Daylight savings started on the second Sunday of March, leading most Americans to push their clocks forward one hour. Understandably, losing the extra hour of sleep and the disruption to routine is a dreaded experience for many. Sleep is greatly impacted by circadian rhythms, which are mental, physical, and behavioral. DST disrupts our natural cycles and can lead to significant health and safety risks; those studying and advocating for ending DST view the shift as an interruption to natural cycles over eight months, not just the one-hour shift, twice a year.
What’s the point of DST?
Benjamin Franklin is credited for coming up with the idea to reset clocks in the summer months as a way to conserve energy. But, daylight savings time didn’t officially begin until more than a century later. Germany established DST in May 1916 as a way to conserve fuel during World War I, and in 1918, the United States adopted daylight saving time.
Though President Woodrow Wilson wanted to keep daylight saving time after WWI ended, the country was mostly rural at the time and farmers objected, partly because it would mean they lost an hour of morning light. Ultimately, daylight savings time was ended until WWII, when President Franklin Roosevelt reinstated it, under the name “War Time”.
After the war, states and towns were permitted to decide whether they would maintain DST, but chaos ensued and in 1966, the Uniform Time Act mandated that any state observing DST (and no state was required to participate) had to follow a uniform protocol throughout the state. Now, Arizona, Hawaii,and several U.S. territories are the only areas a part of the United States to opt out of the practice (and aren’t we lucky!), and stay on standard time year-round.
How Does DST Impact The Body?
The routine of DST goes beyond being a mild inconvenience; sleep disruption can actually lead to increased risk of heart attack, stroke, and other harmful effects of sleep deprivation, according to Dr. Beth Malow, director of the Sleep Disorders Division at Vanderbilt University Medical Center in Nashville. We’ve shared how sleep regularity can affect weight, and also impact chronic pain.
Can one hour really make that big of a difference? Many (if not most!) people could testify to how losing even one hour of sleep can impact how they feel. This evidence shows the significant ways that losing sleep can affect focus, job performance, safety, and health:
-A Swedish study found that the risk of having a heart attack increases in the first 3 weekdays after switching to DST in the spring.

**Brief A**
Answer these questions from the daylight saving time text:
(i) In what month and year did Germany establish DST?
(ii) What 1966 law required states observing DST to follow a uniform protocol?
(iii) What position does Dr. Beth Malow hold?
**Brief B**
According to the daylight saving time text, what can losing sleep affect? List every item named.
**Brief C**
Print the part of the daylight saving time text that opens with the words containing "After the war, states" and closes with "Impact The Body?".
The material that comes after this point is separate from the daylight saving time text.

**Data under study**
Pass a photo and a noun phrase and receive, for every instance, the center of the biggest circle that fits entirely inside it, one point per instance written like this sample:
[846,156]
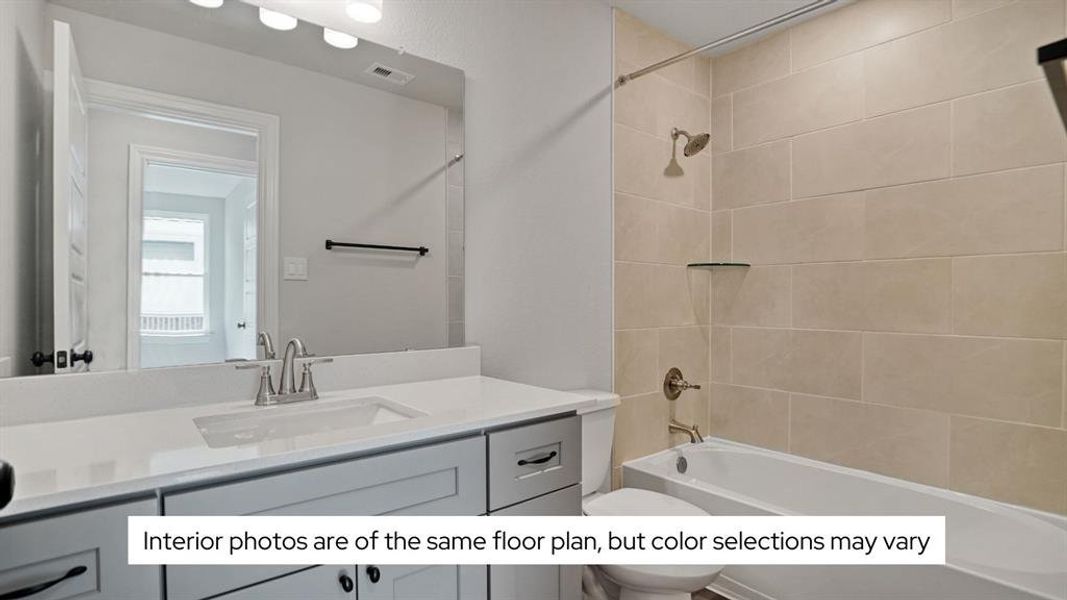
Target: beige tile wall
[894,172]
[661,224]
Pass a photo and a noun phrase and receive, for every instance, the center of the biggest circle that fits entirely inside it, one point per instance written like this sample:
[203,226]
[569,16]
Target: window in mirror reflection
[197,266]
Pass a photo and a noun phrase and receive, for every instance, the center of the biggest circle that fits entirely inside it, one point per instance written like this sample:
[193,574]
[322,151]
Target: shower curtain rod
[623,79]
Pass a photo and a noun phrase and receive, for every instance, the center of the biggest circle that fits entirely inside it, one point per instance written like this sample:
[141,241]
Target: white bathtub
[994,551]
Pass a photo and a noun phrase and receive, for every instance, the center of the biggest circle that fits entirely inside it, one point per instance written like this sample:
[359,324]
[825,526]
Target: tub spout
[694,432]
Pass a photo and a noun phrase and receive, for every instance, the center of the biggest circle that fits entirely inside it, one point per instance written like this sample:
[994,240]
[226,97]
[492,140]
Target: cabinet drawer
[446,478]
[81,555]
[528,461]
[320,583]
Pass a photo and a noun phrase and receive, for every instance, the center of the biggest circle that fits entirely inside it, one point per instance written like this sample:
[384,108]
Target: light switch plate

**Response area A**
(i) May 1916
(ii) The Uniform Time Act
(iii) Director of the Sleep Disorders Division at Vanderbilt University Medical Center in Nashville

**Response area B**
Focus, job performance, safety, and health

**Response area C**
After the war, states and towns were permitted to decide whether they would maintain DST, but chaos ensued and in 1966, the Uniform Time Act mandated that any state observing DST (and no state was required to participate) had to follow a uniform protocol throughout the state. Now, Arizona, Hawaii,and several U.S. territories are the only areas a part of the United States to opt out of the practice (and aren’t we lucky!), and stay on standard time year-round.
How Does DST Impact The Body?